• EXERCISE DETAILS
Write the whole listing out again, word for word.

== Segment start ==

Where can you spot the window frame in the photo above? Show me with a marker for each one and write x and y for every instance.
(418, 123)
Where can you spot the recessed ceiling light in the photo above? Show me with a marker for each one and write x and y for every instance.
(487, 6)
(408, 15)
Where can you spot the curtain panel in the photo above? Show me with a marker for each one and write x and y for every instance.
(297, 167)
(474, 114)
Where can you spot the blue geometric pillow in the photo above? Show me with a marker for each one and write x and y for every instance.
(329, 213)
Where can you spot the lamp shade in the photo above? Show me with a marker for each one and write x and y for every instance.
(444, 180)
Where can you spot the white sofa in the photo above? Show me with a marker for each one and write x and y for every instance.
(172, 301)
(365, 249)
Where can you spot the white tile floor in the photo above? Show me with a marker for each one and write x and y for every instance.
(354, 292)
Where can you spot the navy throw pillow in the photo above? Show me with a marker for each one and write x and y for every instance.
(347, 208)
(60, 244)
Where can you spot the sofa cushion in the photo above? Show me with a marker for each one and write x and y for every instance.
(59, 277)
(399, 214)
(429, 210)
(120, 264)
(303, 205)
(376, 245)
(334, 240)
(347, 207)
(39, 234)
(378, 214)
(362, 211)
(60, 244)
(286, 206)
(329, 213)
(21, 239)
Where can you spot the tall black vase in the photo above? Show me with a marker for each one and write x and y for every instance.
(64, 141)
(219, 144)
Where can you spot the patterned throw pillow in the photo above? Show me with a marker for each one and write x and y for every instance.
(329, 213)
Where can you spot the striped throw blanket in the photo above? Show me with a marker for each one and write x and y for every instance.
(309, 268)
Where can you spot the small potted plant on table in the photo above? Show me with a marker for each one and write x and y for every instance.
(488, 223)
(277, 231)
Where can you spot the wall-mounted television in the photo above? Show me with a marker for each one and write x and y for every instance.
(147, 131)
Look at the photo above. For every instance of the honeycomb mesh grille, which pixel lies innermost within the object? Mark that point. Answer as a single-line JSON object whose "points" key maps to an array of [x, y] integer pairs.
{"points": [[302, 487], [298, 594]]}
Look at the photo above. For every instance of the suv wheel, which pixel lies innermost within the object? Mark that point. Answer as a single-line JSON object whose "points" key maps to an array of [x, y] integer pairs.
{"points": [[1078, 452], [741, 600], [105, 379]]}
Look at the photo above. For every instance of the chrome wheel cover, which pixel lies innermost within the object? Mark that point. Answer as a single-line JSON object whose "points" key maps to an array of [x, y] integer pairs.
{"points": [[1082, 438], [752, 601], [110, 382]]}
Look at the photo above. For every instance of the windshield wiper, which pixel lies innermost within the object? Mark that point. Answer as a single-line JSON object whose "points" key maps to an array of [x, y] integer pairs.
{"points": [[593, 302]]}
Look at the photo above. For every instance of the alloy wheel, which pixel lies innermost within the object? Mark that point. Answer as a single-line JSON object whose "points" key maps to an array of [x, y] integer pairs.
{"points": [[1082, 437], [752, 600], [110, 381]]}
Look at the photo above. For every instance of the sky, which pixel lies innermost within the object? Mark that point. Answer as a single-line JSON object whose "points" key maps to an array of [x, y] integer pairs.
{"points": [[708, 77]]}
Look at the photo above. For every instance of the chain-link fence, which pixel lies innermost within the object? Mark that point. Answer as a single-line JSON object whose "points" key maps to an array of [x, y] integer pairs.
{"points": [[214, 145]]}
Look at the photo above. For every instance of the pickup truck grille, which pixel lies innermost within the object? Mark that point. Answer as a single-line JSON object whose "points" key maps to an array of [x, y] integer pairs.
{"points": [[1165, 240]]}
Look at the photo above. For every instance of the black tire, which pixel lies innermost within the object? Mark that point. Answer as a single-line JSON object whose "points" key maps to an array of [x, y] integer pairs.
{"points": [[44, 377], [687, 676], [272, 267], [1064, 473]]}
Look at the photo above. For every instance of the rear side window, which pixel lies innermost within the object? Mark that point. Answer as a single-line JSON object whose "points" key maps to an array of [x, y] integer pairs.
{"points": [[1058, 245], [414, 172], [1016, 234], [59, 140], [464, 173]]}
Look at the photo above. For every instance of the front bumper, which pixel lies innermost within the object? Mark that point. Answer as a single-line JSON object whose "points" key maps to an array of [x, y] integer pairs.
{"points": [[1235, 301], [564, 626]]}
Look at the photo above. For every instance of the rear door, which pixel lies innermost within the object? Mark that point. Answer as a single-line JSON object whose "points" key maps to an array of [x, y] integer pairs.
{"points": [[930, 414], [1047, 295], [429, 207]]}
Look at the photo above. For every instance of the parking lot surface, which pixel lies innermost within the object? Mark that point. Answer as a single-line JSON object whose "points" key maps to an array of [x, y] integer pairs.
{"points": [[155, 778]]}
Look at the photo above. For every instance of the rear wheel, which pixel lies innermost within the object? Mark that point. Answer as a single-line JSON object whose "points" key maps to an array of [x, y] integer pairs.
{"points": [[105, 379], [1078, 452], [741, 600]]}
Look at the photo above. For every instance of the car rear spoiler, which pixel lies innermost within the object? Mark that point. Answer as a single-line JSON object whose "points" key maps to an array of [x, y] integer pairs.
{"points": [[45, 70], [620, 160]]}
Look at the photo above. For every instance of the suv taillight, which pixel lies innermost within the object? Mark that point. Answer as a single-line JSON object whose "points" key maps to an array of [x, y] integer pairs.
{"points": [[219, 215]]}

== Segment end ==

• RESULT FOR THIS TASK
Where can you spot the window frame in the photo above? Show me with a marker for each one and write x and y for every instance.
(418, 123)
Where can you spot the recessed ceiling light in the photo above? Show me with a marker for each one and write x and y for every instance.
(487, 6)
(408, 15)
Where can you spot the curtain panel in the photo above? Show me with a marker for each one and write x and y for every instance.
(297, 167)
(474, 114)
Where can you spot the blue geometric pillow in the photo above? Show me with a marker for each one and write x and y for every instance.
(329, 213)
Where can you spot the lamp shade in the photo above? Show me with a marker for each one and write x and y for every instance.
(444, 180)
Where can you spot the white sofa in the photo above? Show me with a marker for each one and write x and y for every instance.
(172, 301)
(365, 249)
Where can you spot the white tile floor in the photo above? Show me with a marker for each one and write x and y for every instance.
(354, 292)
Where can you spot the navy throw pillow in the photo above? Show me with a marker for each one and write x and y for every instance.
(347, 208)
(60, 244)
Where can you spot the sofa cushion in the photo above? Show me with a marker for each one and write x and y for every instance.
(59, 277)
(399, 214)
(429, 210)
(120, 264)
(303, 205)
(376, 245)
(334, 240)
(347, 207)
(39, 234)
(378, 214)
(362, 211)
(60, 244)
(286, 206)
(329, 213)
(21, 239)
Where can you spot the tall black vase in the photo above? Show me with a marker for each one and write x and y for every instance.
(64, 141)
(219, 144)
Where can you spot the patterned throw pillow in the photo above? Show me with a marker for each one and write x and y for every instance.
(329, 213)
Where can you spot the striped throw blanket in the photo above? Show me with a marker for each one and write x and y for every instance.
(309, 268)
Where can you spot the small potted plant on table in the photo above? Show me with a marker for each one and write x and y for every instance.
(488, 223)
(277, 231)
Where can you spot the wall-mounted television in the photo above? Show me with a marker for each one and write x and y for every instance.
(147, 131)
Look at the photo above. For every instance of the honeycomb mesh grille, which pixel lies innermost within the object? Mark that point. Answer as a single-line JSON object whose "points" key maps to an array of [x, y] integer pairs.
{"points": [[302, 487], [298, 594]]}
Look at the photo above. For every instance of the suv wheel, which pixel lies innermost within the object? Mark that point. Answer as a single-line JSON object whose "points" key maps to an array of [x, y] integer pairs.
{"points": [[1078, 452], [741, 600], [105, 379]]}
Look at the photo above. For every instance of the chrome wheel cover, which pixel lies innermost within the object? Mark that point. Answer as a single-line JSON object whose "points" key maps to an array of [x, y] integer pairs.
{"points": [[1082, 438], [752, 601], [110, 382]]}
Look at the photo above. For every instance of the windshield wiper, which pixel lies innermost within the object? Mark that point. Answer as a single-line JSON object whose "points" key maps to an array of [x, y] integer pairs.
{"points": [[593, 302]]}
Look at the photo above. For every instance of the alloy wheel, which pixel lies innermost within the object? Mark that point. Answer as a single-line JSON object whose "points" key maps to an array of [x, y] integer pairs.
{"points": [[1082, 437], [752, 600], [110, 381]]}
Look at the photo above. For every instance of the sky, which pixel lies innermost within the object? Mark that point. Answer as a single-line JSON object whose "points" key maps to an array of [x, y] integer pairs.
{"points": [[708, 77]]}
Look at the photo above. For every instance of the chain-link fence, which pixel lies innermost within the object? Mark that point. Answer as a single-line JSON object whose "points" key maps to an array of [x, y] integer pairs.
{"points": [[214, 145]]}
Look at the photo above. For every instance of the pickup truck grille, which pixel lies innermost within the object? Mark that point. Answer as a single-line JSON object whose "points" key maps to an array of [x, y] integer pairs.
{"points": [[1165, 240]]}
Look at the photo above. For every instance of the black tire, which pixel lies innermost within the object? Mark that point. Answer as a single-line JSON object whose "points" key maps to an array of [x, y] integer pairs.
{"points": [[44, 377], [687, 676], [272, 267], [1064, 473]]}
Look at the photo above. For every instance of the rear side window, which pixel lies innermost within the object? Mark that point. Answer as a single-line JSON object whose "points" key maps to an array of [x, y] integer pairs.
{"points": [[1058, 245], [414, 172], [1016, 234], [59, 140], [464, 173]]}
Look at the photo above. For every instance of the front bumper, which pixel lies innermost within the object? Mark that point. Answer as a single-line JSON object whose "points" key maps to an array of [x, y] integer pairs.
{"points": [[1235, 301], [564, 626]]}
Look at the photo above. For every instance of the rear door, which pixel lies innermost within the object? Mark that point. Answer as a single-line JSON object whose "points" key maps to an array of [x, y] integer pairs.
{"points": [[930, 414], [1047, 295], [429, 207]]}
Look at the photo above. For every instance of the parking lot surface, which pixel lies innermost within the object? Mark that point. Answer as a single-line JSON object whose "points" key maps to an array of [x, y] integer pairs.
{"points": [[155, 778]]}
Look at the photo above. For every instance of the rear wheel, which pixel lies innermost within the object? Mark that point. Answer as a single-line JSON object whose "points" key maps to an array of [x, y] integer pairs.
{"points": [[105, 379], [1078, 452], [741, 600]]}
Look at the photo above. For every instance of the car rear spoiler, which pixel lies innermost within the object? Mark that point. Answer as a single-line JSON object whose "points" key maps to an array of [x, y] integer pairs.
{"points": [[45, 70], [620, 160]]}
Look at the photo above. For every instance of the suv taillight, which pixel lies innermost within the object? Mark that point. Answer as a single-line JSON object whose "points" key maps to an array of [x, y] integer pairs.
{"points": [[219, 215]]}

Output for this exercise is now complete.